#### Instructions:
(1) In the article on industrial stocks below, condense the paragraph beginning "The industrials and services (I&S) sector" into a short bulleted list of its main points.
(2) Pick up the article on industrial stocks below after its final heading and write the section that follows it.

#### Passage shown:
* * * *

The industrial sector is gaining momentum as global economic recovery takes shape, driven by infrastructure investments, onshoring, and increasing manufacturing activity. The adoption of advanced technologies like AI, machine learning, and smart devices is also one of the reasons why industrial stocks are well-positioned for growth.
Amid this backdrop, investors looking to invest in the industrial sector might consider stocks like Honeywell International Inc. (HON), Franklin Electric Co., Inc. (FELE), and The Gorman-Rupp Company (GRC), which are well-positioned in this economic recovery environment.
Massive infrastructure spending initiatives, such as the U.S. Infrastructure Investment and Jobs Act and the Inflation Reduction Act, are directly fueling industrial growth. These projects require heavy investments in construction equipment, transport systems, and manufacturing.
The industrials and services (I&S) sector is expected to see a steady pace of deal activity in the remainder of 2024. The sector is expected to drive Merger and Acquisition (M&A) activity. The rapid pace of technological change continues to propel M&A activity as companies seek to acquire new technologies to enhance their product offerings, improve internal operations, and enter new markets.
Furthermore, the global Industry 4.0 market is projected to reach $482 billion by 2032, exhibiting a CAGR of 20.7%.
As economic recovery strengthens, industrial stocks will likely continue their upward trajectory. Analysts predict stable growth fueled by ongoing infrastructure upgrades, technological innovation, and the green energy revolution.
Considering these favorable market trends, let’s look at the fundamentals of the above-mentioned stocks.
Honeywell International Inc. (HON)

* * * *

#### Source data:
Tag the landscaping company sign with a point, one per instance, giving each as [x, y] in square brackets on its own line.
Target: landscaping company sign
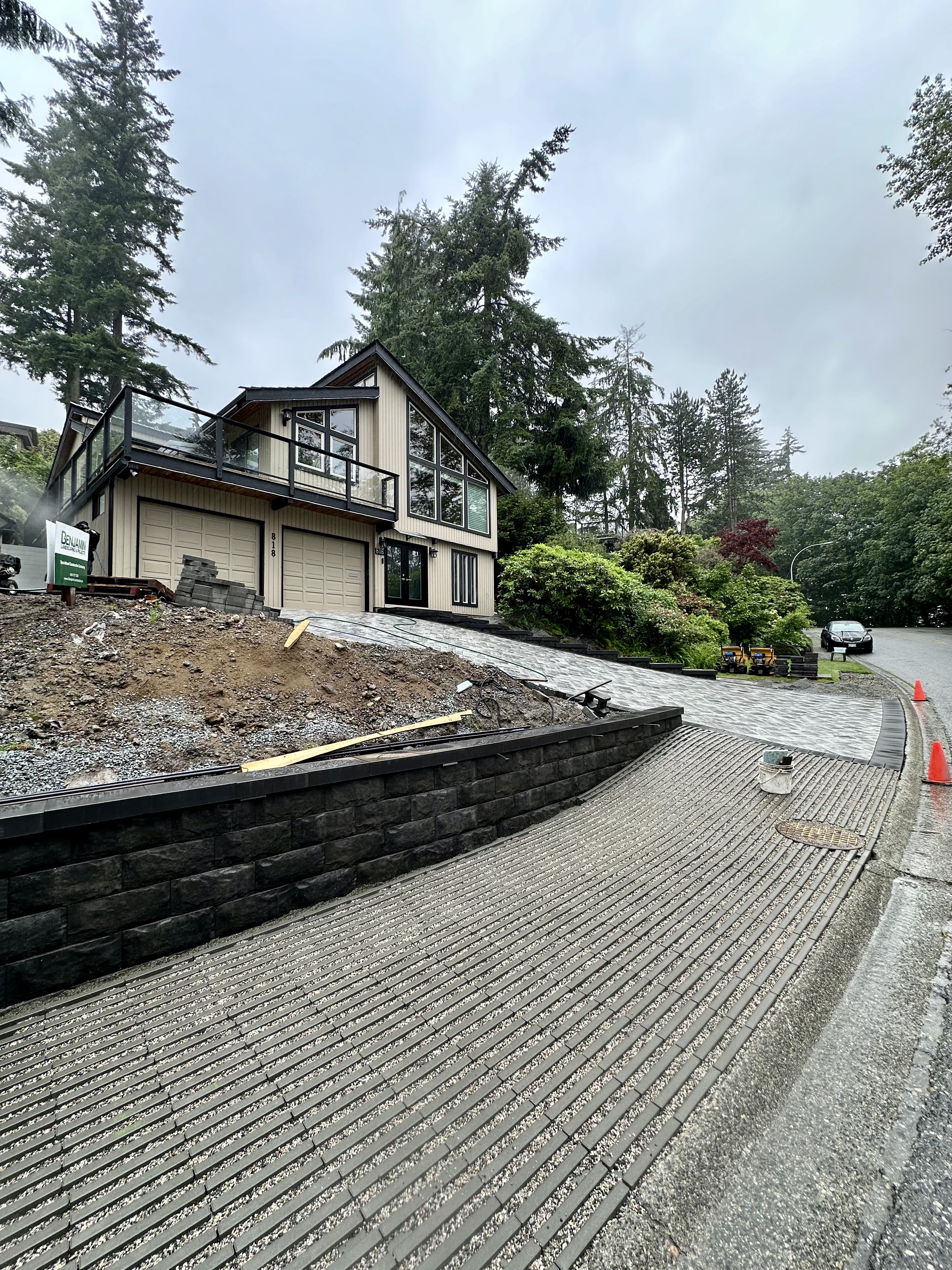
[66, 556]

* * * *

#### Answers for the tasks:
(1)
- The industrials and services (I&S) sector is expected to see steady deal activity for the rest of 2024.
- The sector is expected to drive merger and acquisition (M&A) activity.
- Rapid technological change keeps propelling M&A, as companies acquire new technologies to improve their products and internal operations and to enter new markets.

(2)
HON engages in aerospace technologies, building automation, energy and sustainable solutions, and industrial automation businesses globally. It operates through four segments: Aerospace; Honeywell Building Technologies; Performance Materials and Technologies; and Safety and Productivity Solutions.
On November 22, HON announced the sale of its Personal Protective Equipment (PPE) business to Protective Industrial Products, Inc. (PIP), an Odyssey Investment Partners portfolio company, for $1.325 billion in cash. This transaction will allow HON to simplify and optimize its businesses. Also, it should position HON to continue creating long-term value for shareholders.
On September 27, buoyed by strong financial performance, the company declared a quarterly dividend of $1.13 per share, payable on December 6, 2024.
HON pays an annual dividend of $4.52, which translates to a yield of 1.97% at the current share price. Its four-year average dividend yield is 2.08%. Moreover, the company’s dividend payouts have increased at a CAGR of 5.4% over the past five years.
For the third quarter of 2024, which ended on September 30, HON’s net sales increased 5.6% year-over-year to $9.73 billion, while its Aerospace Technologies segment’s net sales grew 11.8% from the same period last year to $3.91 billion.
Its attributable net income stood at $1.41 billion, while its adjusted EPS for the quarter increased 8.4% year-over-year to $2.58. Also, the company’s free cash flow amounted to $1.72 billion, representing an increase of 10.1% from the last year.
Street expects HON’s revenue and EPS for the fiscal fourth quarter (ending December 2024) to increase 8.5% and 6.9% year-over-year to $10.24 billion and $2.78, respectively. In addition, it surpassed the consensus EPS estimates in each of the trailing four quarters, which is excellent.
The stock has gained 19.2% over the past year to close the last trading session at $230.60.
HON’s strong fundamentals are reflected in its POWR Ratings. The stock has an overall rating of B, which translates to Buy in our proprietary rating system. The POWR Ratings are calculated by considering 118 different factors, each weighted to an optimal degree.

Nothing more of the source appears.